• Actions to take
(a) Duplicate the passage about the field hospital in Kenya word for word, starting with "Mihag is the" and going on through "are dangerously malnourished.".
(b) Answer these questions from the passage about the field hospital in Kenya:
(i) Where did Asiah Dagane bring her children from?
(ii) Where does Mihag fall among the children in his family?
(iii) For at least how long does Nurse Abukar Abdule say the arrivals must be treated?

• Text for analysis
--

His mother, Asiah Dagane, fans Mihag with the edge of her headscarf to keep flies away. He cries weakly, and when he does, she bounces him gently to try to soothe him and murmurs softly.
"In my mind, I'm not well," she says softly. "My baby is sick. In my head, I am also sick."
Mihag is the youngest of seven children in his family. Dagane told The Associated Press through a hospital translator that she brought him and four siblings from Kismayo to Kenya after all their sheep and cattle died.
Like the tens of thousands of other Somalis fleeing starvation, the family traveled sometimes by foot, other times catching rides with passing trucks, cars or buses.
Dagane keeps vigil for her son in the ward, which is painted with cheerful pictures of balloons and fruit, lit with fluorescent bulbs. Other mothers huddle on beds next to babies with IV tubes snaking to their heads or hands.
Some infants cry, others are listless. In the middle of the room a woven basket hangs from a scale - but it's not needed to tell that many of the babies are dangerously malnourished.
Nurse Abukar Abdule says all those arriving at the field hospital complain of "severe malnutrition." Most have walked from the middle of Somalia, between Kismayo and the capital of Mogadishu.
"We have to treat them for at least a week," Abdule says. "They have no food, shelter or water. Some have diseases. Some died on the road and some were lost. Many mothers who come here have lost children."

--

[Stored records]

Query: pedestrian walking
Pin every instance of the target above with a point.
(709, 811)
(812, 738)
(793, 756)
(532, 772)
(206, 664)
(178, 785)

--

• Results in order
(a)
Mihag is the youngest of seven children in his family. Dagane told The Associated Press through a hospital translator that she brought him and four siblings from Kismayo to Kenya after all their sheep and cattle died.
Like the tens of thousands of other Somalis fleeing starvation, the family traveled sometimes by foot, other times catching rides with passing trucks, cars or buses.
Dagane keeps vigil for her son in the ward, which is painted with cheerful pictures of balloons and fruit, lit with fluorescent bulbs. Other mothers huddle on beds next to babies with IV tubes snaking to their heads or hands.
Some infants cry, others are listless. In the middle of the room a woven basket hangs from a scale - but it's not needed to tell that many of the babies are dangerously malnourished.

(b)
(i) Kismayo
(ii) He is the youngest of seven children.
(iii) At least a week